╭─ TEXTO DEL EJERCICIO
Afasia melancólica.
Hace unos días
volví a leer uno de mis libros favoritos: El hombre que confundió a su mujer
con un sombrero, de Oliver Sacks. Es un conjunto de relatos clínicos sobre
pacientes con trastornos neurológicos tan insólitos como dolorosos: personas
que dejan de reconocer los rostros, los objetos, o incluso su propio cuerpo, no
porque hayan olvidado, sino porque algo en su mente dejó de traducir la
realidad correctamente.
Me fascina —y a
la vez me desgarra— pensar en la idea de vivir en un mundo donde la taza de
café, el reloj o la puerta de tu casa sigan ahí, pero tu cerebro ya no sepa
decirte qué son. Donde todo sea familiar pero irreconocible. Donde mires a
alguien y no puedas nombrarlo, no porque no lo ames, sino porque tu lenguaje
dejó de pertenecerle a las cosas.
Entre los
muchos términos médicos que Sacks menciona, uno en particular siempre me ha
resultado especialmente poético: la afasia. La pérdida del lenguaje. La
imposibilidad de encontrar las palabras justas. No la mudez, sino algo más
cruel: tener la intención intacta pero no el canal. Saber lo que se quiere
decir, pero no poder decirlo.
Y últimamente
he pensado que todos, en algún momento, hemos vivido una suerte de afasia…
emocional. Una forma de desconexión en la que lo que sentimos no logra
nombrarse. A veces, al mirar hacia atrás —a una noche, a un gesto, a una
despedida que no supimos identificar como tal—, me invade una sensación que no
puedo explicar con claridad. Sé que fue importante. Sé que dejó algo en mí.
Pero no logro traducirlo.
A eso lo he
empezado a llamar, muy a mi manera, afasia melancólica.
Es esa
incapacidad de comprender del todo lo que nos pasó. No porque lo hayamos
olvidado, sino porque el idioma con el que sentimos ya no existe. Uno mira
hacia el pasado y lo reconoce con el corazón, pero no lo entiende con la
cabeza. Y entonces, aparece ese hueco. Ese suspiro sin nombre. Esa emoción sin
coordenadas.
╰─
╭─ DATOS DE ORIGEN
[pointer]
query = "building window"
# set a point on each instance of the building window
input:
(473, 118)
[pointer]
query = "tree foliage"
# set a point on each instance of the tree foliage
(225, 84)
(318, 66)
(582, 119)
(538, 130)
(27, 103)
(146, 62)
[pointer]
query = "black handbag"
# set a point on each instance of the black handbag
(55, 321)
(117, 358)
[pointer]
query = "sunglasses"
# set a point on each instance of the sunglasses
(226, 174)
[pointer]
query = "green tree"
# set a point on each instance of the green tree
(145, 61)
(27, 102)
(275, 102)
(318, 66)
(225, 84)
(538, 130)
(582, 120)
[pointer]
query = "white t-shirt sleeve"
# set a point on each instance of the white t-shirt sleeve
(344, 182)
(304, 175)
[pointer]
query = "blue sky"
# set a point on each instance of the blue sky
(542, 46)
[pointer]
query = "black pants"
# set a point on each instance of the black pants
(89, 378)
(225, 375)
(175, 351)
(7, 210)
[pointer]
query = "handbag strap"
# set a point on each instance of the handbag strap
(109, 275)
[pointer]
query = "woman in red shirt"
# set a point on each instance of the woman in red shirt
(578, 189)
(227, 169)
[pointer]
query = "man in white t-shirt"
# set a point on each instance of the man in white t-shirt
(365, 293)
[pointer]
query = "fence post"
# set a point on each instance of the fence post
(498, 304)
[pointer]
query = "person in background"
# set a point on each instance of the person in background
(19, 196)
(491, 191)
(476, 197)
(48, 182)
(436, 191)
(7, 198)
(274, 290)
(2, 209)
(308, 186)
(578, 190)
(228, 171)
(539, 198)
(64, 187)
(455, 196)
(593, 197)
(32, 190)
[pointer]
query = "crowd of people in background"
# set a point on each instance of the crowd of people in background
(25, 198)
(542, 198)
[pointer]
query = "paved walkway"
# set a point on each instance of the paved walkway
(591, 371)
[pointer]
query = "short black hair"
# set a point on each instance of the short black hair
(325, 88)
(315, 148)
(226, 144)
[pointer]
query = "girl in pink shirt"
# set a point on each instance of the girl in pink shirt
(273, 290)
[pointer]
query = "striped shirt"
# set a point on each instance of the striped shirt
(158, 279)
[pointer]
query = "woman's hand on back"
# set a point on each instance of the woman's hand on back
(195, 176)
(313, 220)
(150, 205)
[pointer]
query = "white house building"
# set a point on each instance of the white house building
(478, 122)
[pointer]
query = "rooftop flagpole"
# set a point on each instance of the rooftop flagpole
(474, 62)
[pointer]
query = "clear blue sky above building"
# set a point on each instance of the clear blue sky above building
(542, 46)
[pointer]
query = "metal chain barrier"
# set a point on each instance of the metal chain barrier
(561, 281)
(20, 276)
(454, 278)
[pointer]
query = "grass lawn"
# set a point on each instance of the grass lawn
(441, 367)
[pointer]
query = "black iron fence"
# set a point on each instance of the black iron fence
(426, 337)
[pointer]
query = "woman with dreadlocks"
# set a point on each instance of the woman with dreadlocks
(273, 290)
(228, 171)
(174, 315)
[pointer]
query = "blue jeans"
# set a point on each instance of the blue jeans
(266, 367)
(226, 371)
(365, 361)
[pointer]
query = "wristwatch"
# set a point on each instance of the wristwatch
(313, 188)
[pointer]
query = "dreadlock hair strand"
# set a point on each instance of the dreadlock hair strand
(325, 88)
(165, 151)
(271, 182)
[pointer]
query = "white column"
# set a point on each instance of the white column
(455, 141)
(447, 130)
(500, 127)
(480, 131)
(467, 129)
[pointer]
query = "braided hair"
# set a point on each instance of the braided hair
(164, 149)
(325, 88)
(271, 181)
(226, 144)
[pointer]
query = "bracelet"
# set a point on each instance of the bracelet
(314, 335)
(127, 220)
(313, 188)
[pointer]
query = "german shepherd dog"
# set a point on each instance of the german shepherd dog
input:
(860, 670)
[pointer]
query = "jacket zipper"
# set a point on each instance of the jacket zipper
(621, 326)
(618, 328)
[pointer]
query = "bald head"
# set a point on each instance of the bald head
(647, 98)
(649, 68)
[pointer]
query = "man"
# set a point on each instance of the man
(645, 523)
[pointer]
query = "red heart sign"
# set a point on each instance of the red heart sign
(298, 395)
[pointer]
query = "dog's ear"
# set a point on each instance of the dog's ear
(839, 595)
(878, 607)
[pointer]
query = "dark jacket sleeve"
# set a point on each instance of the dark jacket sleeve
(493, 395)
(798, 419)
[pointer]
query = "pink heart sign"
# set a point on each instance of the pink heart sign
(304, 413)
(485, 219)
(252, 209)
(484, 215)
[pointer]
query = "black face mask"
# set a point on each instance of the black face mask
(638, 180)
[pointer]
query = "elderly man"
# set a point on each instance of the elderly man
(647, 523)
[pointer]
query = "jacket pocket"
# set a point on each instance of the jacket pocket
╰─
◆ APLICA LO LEÍDO ◆
1) Transcribe del texto sobre la afasia melancólica todo lo que va desde "Y últimamente" hasta "no logro traducirlo.".
2) Enumera los objetos cotidianos que el texto sobre la afasia melancólica presenta como cosas que siguen ahí aunque el cerebro ya no sepa decir qué son.
3) Prosigue el texto sobre la afasia melancólica a partir de su última frase.

◆ RESPUESTAS EN ORDEN ◆
1)
Y últimamente
he pensado que todos, en algún momento, hemos vivido una suerte de afasia…
emocional. Una forma de desconexión en la que lo que sentimos no logra
nombrarse. A veces, al mirar hacia atrás —a una noche, a un gesto, a una
despedida que no supimos identificar como tal—, me invade una sensación que no
puedo explicar con claridad. Sé que fue importante. Sé que dejó algo en mí.
Pero no logro traducirlo.

2) La taza de café, el reloj y la puerta de tu casa.

3)
He tenido
momentos en los que el recuerdo de una persona, de una conversación o incluso
de una calle, me golpea con fuerza, pero no sé por qué. No sabría decir si
duele, si alegra, si solo está. Me convierto, por un instante, en un paciente
de Sacks: rodeado de cosas que una vez fueron mías, pero que ya no sé cómo
interpretar.
Lo irónico de
todo esto es que esa afasia melancólica no siempre es triste. A veces tiene
algo de consuelo. Porque ahí, en esa incapacidad de traducir, hay una prueba de
que lo vivido fue real. Que aquello que ya no se dice, existió alguna vez con
tanta intensidad que desbordó el lenguaje. Que el pasado nos sigue tocando,
aunque ya no hable nuestro idioma.
Y así voy,
entre recuerdos que no se dejan atrapar, frases que se rompen antes de llegar a
la página, y sentimientos que solo puedo mirar de lejos, como quien ve a través
de una ventana empañada. No por falta de memoria, sino por un exceso de
sentimiento.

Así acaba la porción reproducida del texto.